Object detection data
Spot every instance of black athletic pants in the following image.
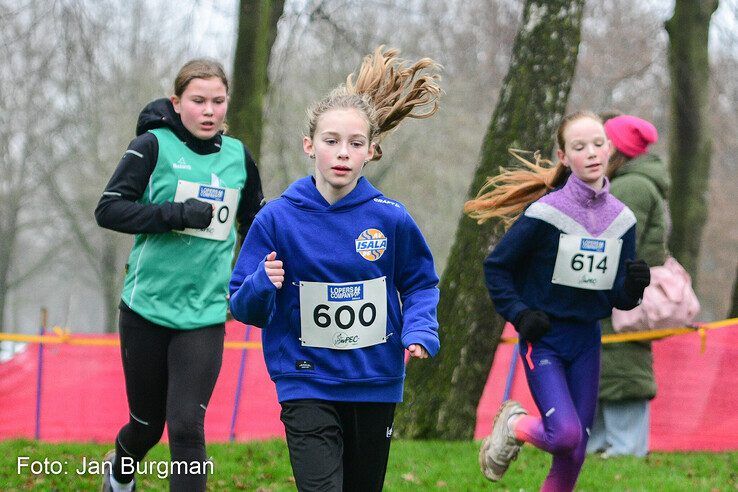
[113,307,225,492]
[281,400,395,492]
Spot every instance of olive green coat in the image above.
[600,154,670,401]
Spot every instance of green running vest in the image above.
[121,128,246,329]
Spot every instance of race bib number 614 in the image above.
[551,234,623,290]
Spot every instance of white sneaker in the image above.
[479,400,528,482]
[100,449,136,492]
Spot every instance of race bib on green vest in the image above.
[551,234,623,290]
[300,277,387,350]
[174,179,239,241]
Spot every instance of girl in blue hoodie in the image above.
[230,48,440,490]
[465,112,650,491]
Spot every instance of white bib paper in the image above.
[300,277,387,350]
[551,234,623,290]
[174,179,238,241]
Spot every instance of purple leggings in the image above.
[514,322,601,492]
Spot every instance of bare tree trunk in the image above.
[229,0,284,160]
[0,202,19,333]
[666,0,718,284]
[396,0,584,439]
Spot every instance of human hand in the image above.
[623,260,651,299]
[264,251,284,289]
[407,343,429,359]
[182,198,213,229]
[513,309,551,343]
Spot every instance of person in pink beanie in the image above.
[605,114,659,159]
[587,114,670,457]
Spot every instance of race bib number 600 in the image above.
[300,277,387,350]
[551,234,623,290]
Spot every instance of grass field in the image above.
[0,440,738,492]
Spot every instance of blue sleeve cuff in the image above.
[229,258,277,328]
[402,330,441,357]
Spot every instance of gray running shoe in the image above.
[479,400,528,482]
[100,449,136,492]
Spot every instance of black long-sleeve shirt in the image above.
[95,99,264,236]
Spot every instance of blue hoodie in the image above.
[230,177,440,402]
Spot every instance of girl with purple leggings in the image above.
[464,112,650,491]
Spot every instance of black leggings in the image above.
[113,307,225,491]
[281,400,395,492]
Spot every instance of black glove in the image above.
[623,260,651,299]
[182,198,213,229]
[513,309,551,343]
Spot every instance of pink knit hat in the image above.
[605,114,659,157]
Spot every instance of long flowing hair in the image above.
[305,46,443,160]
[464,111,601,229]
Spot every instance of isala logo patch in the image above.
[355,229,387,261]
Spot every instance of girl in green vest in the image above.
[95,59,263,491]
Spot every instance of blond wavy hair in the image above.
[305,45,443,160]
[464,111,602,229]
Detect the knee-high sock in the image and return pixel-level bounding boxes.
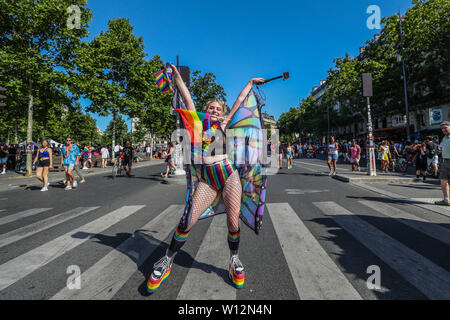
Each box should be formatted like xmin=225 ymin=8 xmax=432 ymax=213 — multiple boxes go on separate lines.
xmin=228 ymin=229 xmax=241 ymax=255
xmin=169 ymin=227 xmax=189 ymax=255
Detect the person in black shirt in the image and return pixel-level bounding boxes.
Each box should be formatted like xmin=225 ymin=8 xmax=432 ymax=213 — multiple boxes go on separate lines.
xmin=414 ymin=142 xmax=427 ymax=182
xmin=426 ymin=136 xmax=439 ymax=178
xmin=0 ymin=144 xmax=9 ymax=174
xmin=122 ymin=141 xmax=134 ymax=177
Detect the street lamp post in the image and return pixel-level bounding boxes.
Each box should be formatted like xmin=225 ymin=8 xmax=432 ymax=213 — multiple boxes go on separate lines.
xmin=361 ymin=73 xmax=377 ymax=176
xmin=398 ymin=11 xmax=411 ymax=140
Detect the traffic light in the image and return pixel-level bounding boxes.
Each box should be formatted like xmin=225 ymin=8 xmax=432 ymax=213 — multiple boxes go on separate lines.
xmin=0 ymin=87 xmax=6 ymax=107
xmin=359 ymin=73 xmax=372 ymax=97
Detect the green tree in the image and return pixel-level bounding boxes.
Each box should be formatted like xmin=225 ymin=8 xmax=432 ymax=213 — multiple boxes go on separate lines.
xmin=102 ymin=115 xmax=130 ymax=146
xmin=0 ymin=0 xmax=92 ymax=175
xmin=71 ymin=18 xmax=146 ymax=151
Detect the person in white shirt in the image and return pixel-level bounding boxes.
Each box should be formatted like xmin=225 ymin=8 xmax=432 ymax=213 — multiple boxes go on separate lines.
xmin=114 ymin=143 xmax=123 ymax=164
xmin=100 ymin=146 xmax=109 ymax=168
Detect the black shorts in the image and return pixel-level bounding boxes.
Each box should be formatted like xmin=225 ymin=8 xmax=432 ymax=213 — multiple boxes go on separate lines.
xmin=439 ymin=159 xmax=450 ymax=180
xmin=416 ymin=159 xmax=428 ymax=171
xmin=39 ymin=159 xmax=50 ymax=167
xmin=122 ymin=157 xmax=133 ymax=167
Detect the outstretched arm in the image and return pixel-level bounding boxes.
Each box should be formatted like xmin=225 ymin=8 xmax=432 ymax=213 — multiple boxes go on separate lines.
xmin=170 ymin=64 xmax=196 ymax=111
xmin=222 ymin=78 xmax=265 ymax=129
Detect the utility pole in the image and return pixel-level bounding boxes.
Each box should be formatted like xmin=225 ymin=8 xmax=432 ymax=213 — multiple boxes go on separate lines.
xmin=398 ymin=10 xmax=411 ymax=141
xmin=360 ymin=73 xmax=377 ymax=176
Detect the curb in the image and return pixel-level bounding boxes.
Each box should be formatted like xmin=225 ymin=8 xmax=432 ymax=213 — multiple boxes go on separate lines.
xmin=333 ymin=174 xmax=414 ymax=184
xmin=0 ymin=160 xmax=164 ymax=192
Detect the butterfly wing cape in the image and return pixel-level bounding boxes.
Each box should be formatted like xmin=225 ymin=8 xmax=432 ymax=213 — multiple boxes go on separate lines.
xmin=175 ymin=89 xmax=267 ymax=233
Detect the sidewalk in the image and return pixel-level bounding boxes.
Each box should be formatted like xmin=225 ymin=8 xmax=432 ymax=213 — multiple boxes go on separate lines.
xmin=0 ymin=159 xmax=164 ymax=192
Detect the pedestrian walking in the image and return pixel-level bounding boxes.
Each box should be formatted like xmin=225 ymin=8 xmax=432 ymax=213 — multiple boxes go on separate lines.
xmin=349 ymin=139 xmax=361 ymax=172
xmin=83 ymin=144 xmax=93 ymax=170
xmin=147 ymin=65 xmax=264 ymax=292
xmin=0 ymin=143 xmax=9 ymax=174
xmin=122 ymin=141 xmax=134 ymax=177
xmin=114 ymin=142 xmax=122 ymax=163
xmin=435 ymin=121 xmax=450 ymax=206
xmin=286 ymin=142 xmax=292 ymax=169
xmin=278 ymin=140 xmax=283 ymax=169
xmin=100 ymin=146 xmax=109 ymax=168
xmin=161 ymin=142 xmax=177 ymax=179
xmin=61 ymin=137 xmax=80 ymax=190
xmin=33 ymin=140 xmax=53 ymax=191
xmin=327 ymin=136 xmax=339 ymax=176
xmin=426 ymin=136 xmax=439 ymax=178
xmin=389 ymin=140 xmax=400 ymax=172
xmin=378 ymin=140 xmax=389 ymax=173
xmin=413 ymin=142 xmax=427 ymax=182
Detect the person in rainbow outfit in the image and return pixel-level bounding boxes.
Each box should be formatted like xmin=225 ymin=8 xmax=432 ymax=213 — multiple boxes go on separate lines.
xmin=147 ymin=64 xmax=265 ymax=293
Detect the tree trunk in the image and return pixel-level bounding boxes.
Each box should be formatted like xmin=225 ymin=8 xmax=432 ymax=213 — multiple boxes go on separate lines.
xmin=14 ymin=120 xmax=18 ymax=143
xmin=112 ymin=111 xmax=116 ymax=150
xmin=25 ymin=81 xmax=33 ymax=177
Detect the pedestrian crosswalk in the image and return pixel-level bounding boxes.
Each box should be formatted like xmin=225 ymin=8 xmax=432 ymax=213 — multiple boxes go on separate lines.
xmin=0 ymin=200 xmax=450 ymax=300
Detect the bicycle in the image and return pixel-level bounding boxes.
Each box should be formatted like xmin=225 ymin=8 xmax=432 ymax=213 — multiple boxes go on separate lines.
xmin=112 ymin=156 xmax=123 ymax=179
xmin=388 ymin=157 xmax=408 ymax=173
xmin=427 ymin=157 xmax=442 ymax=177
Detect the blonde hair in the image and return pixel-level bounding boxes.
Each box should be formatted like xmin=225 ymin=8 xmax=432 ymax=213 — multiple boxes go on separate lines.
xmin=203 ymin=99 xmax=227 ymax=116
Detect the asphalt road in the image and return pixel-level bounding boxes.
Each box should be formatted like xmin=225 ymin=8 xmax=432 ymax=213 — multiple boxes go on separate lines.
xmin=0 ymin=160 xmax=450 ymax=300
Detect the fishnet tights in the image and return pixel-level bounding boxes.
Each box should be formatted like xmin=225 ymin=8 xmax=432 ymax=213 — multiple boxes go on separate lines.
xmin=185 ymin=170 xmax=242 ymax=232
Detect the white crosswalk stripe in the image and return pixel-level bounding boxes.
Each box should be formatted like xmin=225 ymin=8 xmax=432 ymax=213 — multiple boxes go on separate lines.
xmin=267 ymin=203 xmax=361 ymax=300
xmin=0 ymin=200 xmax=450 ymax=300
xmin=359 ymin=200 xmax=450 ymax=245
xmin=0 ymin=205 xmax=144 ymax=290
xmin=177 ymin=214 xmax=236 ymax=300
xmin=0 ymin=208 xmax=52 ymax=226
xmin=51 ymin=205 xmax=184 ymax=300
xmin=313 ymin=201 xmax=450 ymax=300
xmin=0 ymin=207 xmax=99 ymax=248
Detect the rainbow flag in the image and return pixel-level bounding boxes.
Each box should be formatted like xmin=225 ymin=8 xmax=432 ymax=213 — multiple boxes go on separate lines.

EXERCISE >> Switch "utility pole" to "lamp post" in the lines starting with the line containing "Detect the person in white" and running through the line containing "xmin=360 ymin=73 xmax=377 ymax=176", and reproduce only those lines with nothing else altered.

OUTPUT OF THE TASK >>
Detect the person in white shirt in the image and return pixel-level bounding boxes.
Each box should be formatted like xmin=225 ymin=8 xmax=432 ymax=213 — multiple boxes go on separate lines.
xmin=114 ymin=143 xmax=123 ymax=164
xmin=100 ymin=146 xmax=109 ymax=168
Detect the black shorts in the image and return pixel-level bounding boxes.
Each box should be formatted like xmin=225 ymin=8 xmax=432 ymax=213 — multiple boxes go on separate lines.
xmin=439 ymin=159 xmax=450 ymax=180
xmin=416 ymin=159 xmax=428 ymax=171
xmin=39 ymin=159 xmax=50 ymax=167
xmin=122 ymin=157 xmax=133 ymax=167
Detect the outstretched arm in the image and return pixel-level bounding boxes.
Each box should be formatted like xmin=225 ymin=8 xmax=432 ymax=213 — multiple boxes go on separate lines.
xmin=170 ymin=64 xmax=196 ymax=111
xmin=222 ymin=78 xmax=265 ymax=129
Detect the lamp post in the image and return pixel-level bounding boxes.
Each box should be formatted like xmin=225 ymin=8 xmax=432 ymax=213 — multiple boxes go on separate lines.
xmin=398 ymin=10 xmax=411 ymax=141
xmin=360 ymin=73 xmax=377 ymax=176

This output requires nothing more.